### Extrait de page
________________________________________
La vallée du Haut-Lavedan, correspondant à l'appellation historique de vallée de Barèges, comprend plusieurs sous-ensembles géographiques, que l'on va étudier séparément. Les caractères des risques, leur histoire (cf. chronologie), et l'évolution récente des paysages y sont différents. On peut discerner :

- le bassin de Luz, qui concentre la plupart des villages et offre une large topographie, avec d'amples versants présentant un étagement complet des cultures et des formes d'habitat ; les avalanches ont toujours menacé les villages et hameaux de granges d'altitude, tandis que la torrentialité semble avoir été plutôt limitée à la plaine du Gave et à quelques vallons secondaires (l'Yse).
________________________________________
### Consignes écrites
[a] Recopiez sans rien changer le passage de l'extrait sur le Haut-Lavedan qui va de « - le bassin » à « vallons secondaires (l'Yse). ».
[b] Relevez tous les noms propres de lieux cités dans l'extrait sur le Haut-Lavedan.

### Données enregistrées
________________________________________
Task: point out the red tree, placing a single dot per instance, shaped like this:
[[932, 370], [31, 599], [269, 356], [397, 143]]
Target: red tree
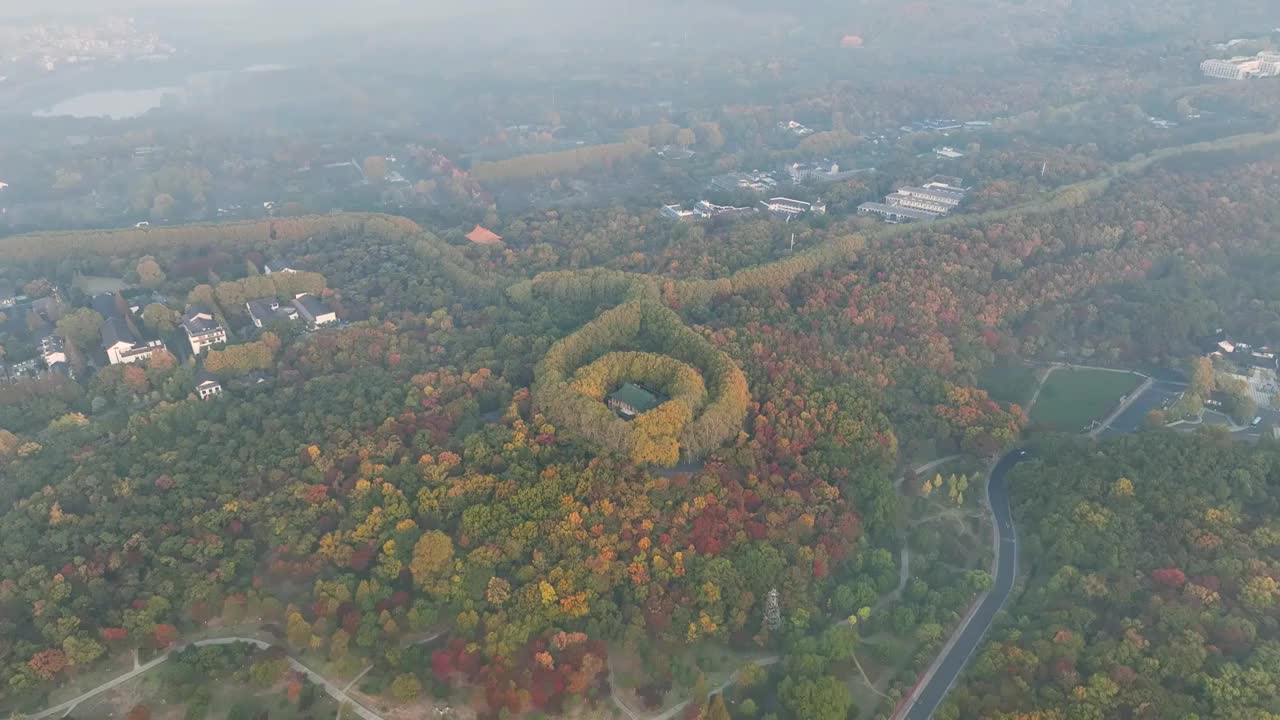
________________________________________
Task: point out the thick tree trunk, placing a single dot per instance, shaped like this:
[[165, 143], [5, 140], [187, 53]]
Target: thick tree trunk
________________________________________
### En réponse
[a]
- le bassin de Luz, qui concentre la plupart des villages et offre une large topographie, avec d'amples versants présentant un étagement complet des cultures et des formes d'habitat ; les avalanches ont toujours menacé les villages et hameaux de granges d'altitude, tandis que la torrentialité semble avoir été plutôt limitée à la plaine du Gave et à quelques vallons secondaires (l'Yse).

[b] Haut-Lavedan, Barèges, Luz, Gave, Yse